**Problem description**
All entries must be transcribed exactly, down to the last character.
————
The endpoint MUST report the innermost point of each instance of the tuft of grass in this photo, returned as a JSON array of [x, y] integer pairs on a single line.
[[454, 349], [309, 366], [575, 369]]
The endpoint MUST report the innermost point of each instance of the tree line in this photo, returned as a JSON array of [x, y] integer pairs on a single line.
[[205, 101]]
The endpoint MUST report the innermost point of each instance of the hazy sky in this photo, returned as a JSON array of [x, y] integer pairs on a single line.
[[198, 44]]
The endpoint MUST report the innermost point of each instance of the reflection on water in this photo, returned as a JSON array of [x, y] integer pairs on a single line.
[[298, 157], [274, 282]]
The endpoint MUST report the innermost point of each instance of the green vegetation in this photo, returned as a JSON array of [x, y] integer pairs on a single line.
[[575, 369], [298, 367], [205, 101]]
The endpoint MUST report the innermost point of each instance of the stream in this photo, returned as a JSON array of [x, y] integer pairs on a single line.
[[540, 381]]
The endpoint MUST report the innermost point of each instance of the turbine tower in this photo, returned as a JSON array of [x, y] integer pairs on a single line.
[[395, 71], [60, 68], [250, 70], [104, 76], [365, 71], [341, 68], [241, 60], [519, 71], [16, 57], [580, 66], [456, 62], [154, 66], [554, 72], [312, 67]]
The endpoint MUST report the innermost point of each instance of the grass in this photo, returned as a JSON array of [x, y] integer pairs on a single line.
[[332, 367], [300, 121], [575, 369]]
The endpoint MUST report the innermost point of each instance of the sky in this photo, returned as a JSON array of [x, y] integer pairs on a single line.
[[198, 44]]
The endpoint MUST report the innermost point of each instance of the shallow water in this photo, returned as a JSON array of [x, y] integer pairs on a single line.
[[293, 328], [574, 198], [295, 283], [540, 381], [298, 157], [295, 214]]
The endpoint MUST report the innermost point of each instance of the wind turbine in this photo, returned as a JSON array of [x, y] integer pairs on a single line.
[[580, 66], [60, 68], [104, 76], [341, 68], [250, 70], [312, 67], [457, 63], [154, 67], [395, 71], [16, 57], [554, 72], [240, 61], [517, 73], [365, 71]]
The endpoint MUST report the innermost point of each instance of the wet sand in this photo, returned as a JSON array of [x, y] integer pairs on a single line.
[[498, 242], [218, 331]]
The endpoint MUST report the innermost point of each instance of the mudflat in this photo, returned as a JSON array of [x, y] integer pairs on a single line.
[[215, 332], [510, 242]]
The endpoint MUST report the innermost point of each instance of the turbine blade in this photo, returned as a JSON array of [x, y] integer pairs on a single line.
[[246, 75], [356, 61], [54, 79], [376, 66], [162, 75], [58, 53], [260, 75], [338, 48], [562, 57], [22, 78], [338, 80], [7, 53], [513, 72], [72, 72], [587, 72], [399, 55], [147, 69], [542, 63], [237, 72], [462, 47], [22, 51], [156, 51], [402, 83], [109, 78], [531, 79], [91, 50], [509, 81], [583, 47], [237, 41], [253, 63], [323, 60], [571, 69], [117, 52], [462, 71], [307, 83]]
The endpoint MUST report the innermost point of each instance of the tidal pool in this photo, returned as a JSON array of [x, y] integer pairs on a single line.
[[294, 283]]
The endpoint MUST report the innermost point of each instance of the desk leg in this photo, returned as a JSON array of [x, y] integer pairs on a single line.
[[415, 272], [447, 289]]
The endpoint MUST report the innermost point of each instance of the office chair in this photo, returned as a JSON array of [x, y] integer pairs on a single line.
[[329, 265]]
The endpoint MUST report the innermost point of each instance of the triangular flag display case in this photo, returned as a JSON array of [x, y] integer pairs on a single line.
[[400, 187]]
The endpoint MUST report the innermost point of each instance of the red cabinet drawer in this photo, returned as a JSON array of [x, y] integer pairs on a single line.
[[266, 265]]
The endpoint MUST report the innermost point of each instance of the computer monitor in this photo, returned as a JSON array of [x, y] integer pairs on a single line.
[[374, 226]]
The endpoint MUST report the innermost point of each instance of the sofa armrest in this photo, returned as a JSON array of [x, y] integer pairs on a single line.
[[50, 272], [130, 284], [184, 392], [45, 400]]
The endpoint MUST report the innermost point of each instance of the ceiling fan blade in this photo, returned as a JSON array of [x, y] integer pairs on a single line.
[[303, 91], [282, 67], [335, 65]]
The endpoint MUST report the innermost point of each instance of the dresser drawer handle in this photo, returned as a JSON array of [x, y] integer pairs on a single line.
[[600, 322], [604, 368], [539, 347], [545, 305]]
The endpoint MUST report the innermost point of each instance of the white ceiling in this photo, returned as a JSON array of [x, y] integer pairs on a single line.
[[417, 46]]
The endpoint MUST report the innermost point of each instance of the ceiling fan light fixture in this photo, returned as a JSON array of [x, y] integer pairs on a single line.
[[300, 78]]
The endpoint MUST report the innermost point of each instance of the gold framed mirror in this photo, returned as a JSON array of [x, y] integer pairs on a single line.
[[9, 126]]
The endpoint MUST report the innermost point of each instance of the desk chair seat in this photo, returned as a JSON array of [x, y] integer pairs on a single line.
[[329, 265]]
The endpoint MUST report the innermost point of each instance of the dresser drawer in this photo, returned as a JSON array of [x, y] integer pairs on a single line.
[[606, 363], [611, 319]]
————
**Output below**
The endpoint MUST report the innermost point of each instance of the tuft of grass in this photo, returned as a JSON array of [x, y] integer pairs on a single line.
[[454, 349], [309, 366], [575, 369]]
The endpoint MUST report the innermost point of each instance of the tree line in this photo, returned as a JSON array of [x, y] integer pairs on a single line.
[[205, 101]]
The endpoint MUST report the innermost point of each instance of the hazy sky in this photo, returned as a JSON array of [x, y] integer pairs on a single line.
[[198, 44]]
The endpoint MUST report the innermost point of each instance of the reflection on water in this photo, returned as a JSON array of [x, y] integer pairs on a single line.
[[298, 157], [274, 282]]
The endpoint MUST report the innermost point of each instance of the green vegetation in this photo, returned as a JSON array of [x, y] integer pairs on a single line.
[[575, 369], [298, 367], [205, 101]]
The endpoint MUST report the innermost point of each instance of the stream in this photo, returned as a JSON array of [x, y] integer pairs on a single line.
[[540, 381]]
The endpoint MUST report the innermost point of each instance of the turbine tower in this photo, returned as a JSON array of [x, y] integer pairs on a single line.
[[395, 71], [60, 68], [250, 70], [104, 76], [365, 71], [341, 68], [241, 60], [519, 71], [16, 57], [580, 66], [456, 62], [154, 66], [554, 72], [312, 67]]
The endpoint MUST report the innermost point of each instance of the grass in this photo, returned as a JSON array of [x, y] integer pairs on a single line.
[[332, 367], [300, 121], [575, 369]]
The endpoint MUST report the innermost point of each instance of the sky in this photo, returned as a JSON array of [x, y] integer pairs on a single line.
[[198, 44]]
The endpoint MUST report the innermost point of each instance of the shallow water in this photo, returned as a JSON array of [x, y] integer pairs on a single line.
[[293, 328], [574, 198], [295, 283], [540, 381], [298, 157], [295, 214]]
The endpoint MUST report the innermost point of each instance of the wind turbine in this photo, returned as a JSON array of [x, y] integer pairs on a single line.
[[580, 66], [60, 68], [104, 76], [341, 68], [250, 70], [312, 67], [457, 63], [154, 67], [395, 71], [16, 57], [554, 72], [240, 61], [517, 73], [365, 71]]
The endpoint MUST report the innermost point of each instance of the wet sand in this photo, returned as a JSON array of [x, y] integer pairs on a single line.
[[498, 242], [218, 331]]
The endpoint MUST report the innermost point of each instance of the mudflat in this photo, returned as a JSON array of [x, y] integer pairs on a single line.
[[215, 332], [510, 242]]
The endpoint MUST report the innermost point of each instance of the turbine blade in this photo, returned as a JSON array of [x, y] integer pairs on a single line.
[[246, 75], [356, 61], [54, 79], [376, 66], [162, 75], [58, 53], [260, 75], [338, 48], [562, 57], [22, 78], [338, 80], [7, 53], [513, 72], [72, 72], [587, 72], [399, 55], [147, 69], [542, 63], [237, 72], [462, 47], [22, 51], [156, 51], [402, 83], [109, 78], [531, 79], [91, 50], [509, 81], [583, 47], [237, 41], [253, 63], [323, 60], [571, 69], [117, 52], [462, 71], [307, 83]]
The endpoint MUST report the innermost point of each instance of the tidal pool in this photo, returned as a JSON array of [x, y] integer pairs on a single line.
[[294, 283]]
The endpoint MUST report the innermost point of each instance of the desk leg in this photo, returned as a JSON array of [x, y] integer pairs on a single line.
[[415, 272], [447, 289]]
The endpoint MUST report the innermost point of each instance of the office chair in this photo, returned as a JSON array of [x, y] integer pairs on a single line.
[[329, 265]]
The endpoint MUST report the innermost point of each instance of the triangular flag display case in this photo, returned as a JSON array of [x, y] integer pairs on a single line.
[[400, 187]]
The endpoint MUST report the innermost point of each instance of the red cabinet drawer in this photo, returned as a JSON array of [x, y] integer pairs on a single line.
[[266, 265]]
The endpoint MUST report the innermost point of each instance of the computer monitor in this photo, returned as a JSON array of [x, y] integer pairs on a single line.
[[374, 226]]
The endpoint MUST report the innermost point of each instance of the sofa armrest in this photo, returned as a JSON array of [x, y] integer pairs on a single line.
[[50, 272], [130, 284], [184, 392], [45, 400]]
The endpoint MUST report the innermost point of each instance of the ceiling fan blade in this photo, returned as a JSON array of [x, y] integer pairs on a single line.
[[303, 91], [282, 67], [335, 65]]
The endpoint MUST report the innermost point of each instance of the dresser drawer handle in this photo, returned as a JSON array of [x, y] integer pairs on a single line.
[[600, 322], [604, 368], [539, 347], [545, 305]]
The endpoint MUST report the innermost point of each instance of the white ceiling in this photo, returned as a JSON array of [x, y] integer pairs on a single line.
[[417, 46]]
The endpoint MUST report the innermost point of each instance of the ceiling fan light fixture in this photo, returned as a JSON array of [x, y] integer pairs on a single line.
[[300, 78]]
The endpoint MUST report the innermost point of each instance of the gold framed mirror in this photo, returned as a JSON array of [x, y] integer pairs on a single line.
[[9, 126]]
The endpoint MUST report the innermost point of each instance of the desk chair seat in this photo, returned as a JSON array of [x, y] integer pairs on a single line.
[[329, 265]]
The endpoint MUST report the innermost point of each instance of the dresser drawer in this photo, returned as a JSON array of [x, y] integer pairs on a single line.
[[606, 363], [611, 319]]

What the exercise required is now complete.